→ What the exercise asks
Reproduce the lines of the entries from the very first line through the line that contains "[[129, 117]]", keeping both of those lines. Copy each one character for character.

________________________

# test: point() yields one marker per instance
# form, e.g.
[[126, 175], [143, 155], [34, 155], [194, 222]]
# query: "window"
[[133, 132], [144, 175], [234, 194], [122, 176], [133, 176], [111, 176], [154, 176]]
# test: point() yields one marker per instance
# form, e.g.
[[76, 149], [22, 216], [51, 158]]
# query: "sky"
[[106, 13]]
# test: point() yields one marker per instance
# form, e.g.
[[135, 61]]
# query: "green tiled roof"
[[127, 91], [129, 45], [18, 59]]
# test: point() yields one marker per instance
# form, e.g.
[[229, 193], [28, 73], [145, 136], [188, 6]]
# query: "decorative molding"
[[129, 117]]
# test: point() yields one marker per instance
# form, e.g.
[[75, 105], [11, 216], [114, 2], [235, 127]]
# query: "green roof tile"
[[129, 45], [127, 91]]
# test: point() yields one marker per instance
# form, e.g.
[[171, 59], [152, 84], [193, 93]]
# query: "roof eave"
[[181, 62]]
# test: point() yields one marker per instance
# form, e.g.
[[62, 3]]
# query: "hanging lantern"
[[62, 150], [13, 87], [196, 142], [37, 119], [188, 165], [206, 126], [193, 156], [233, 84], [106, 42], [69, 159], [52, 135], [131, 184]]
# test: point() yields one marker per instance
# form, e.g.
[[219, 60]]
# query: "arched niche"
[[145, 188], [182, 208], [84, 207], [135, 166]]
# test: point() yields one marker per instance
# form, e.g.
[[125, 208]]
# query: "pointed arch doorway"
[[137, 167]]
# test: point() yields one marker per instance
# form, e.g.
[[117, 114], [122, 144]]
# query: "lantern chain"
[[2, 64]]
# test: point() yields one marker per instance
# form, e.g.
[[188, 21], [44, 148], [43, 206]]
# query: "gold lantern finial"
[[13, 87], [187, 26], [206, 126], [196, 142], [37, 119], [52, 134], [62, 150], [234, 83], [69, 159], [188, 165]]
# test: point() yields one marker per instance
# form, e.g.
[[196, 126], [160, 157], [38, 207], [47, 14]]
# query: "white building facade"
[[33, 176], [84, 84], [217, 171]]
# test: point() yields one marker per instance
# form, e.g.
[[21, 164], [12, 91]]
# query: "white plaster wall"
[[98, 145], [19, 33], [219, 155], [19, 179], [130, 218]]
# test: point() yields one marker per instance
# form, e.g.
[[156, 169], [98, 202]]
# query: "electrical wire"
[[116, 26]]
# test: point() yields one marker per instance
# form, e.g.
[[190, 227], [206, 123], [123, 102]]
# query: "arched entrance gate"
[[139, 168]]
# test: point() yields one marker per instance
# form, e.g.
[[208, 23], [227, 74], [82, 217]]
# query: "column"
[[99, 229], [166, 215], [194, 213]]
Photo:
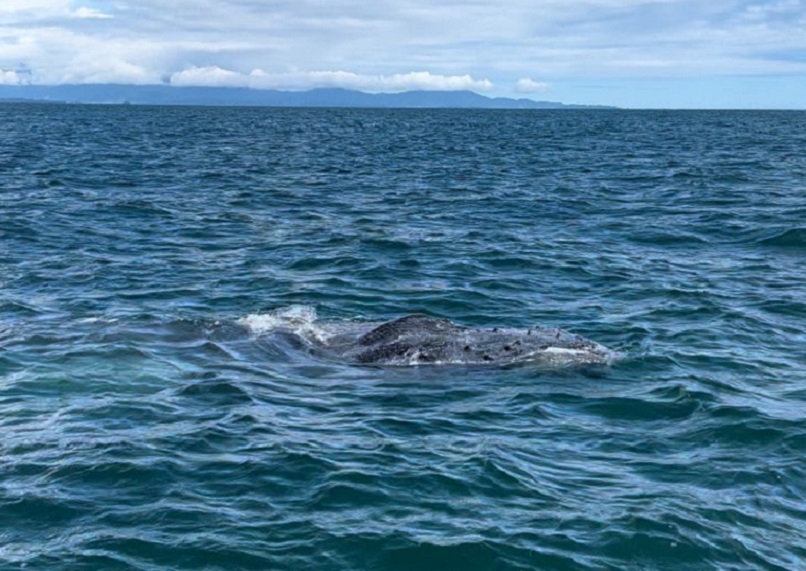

________________________

→ Response to this exercise
# test: point() yields one marker per instance
# form, e.g.
[[126, 175], [143, 155], [34, 155], [194, 222]]
# query: "window"
[[133, 132], [144, 175], [234, 194], [122, 176], [133, 176], [111, 176], [154, 176]]
# test: point() yields one marker per instance
# form, e.g.
[[76, 149], [22, 216], [51, 158]]
# query: "sky"
[[106, 13]]
# test: point() yields one marker per instance
# form, e.g.
[[135, 61]]
# query: "green tiled roof"
[[127, 91], [129, 45], [18, 59]]
# test: point() yields one marker per instance
# form, e.g.
[[229, 193], [28, 73], [145, 136], [188, 6]]
# query: "decorative molding"
[[129, 117]]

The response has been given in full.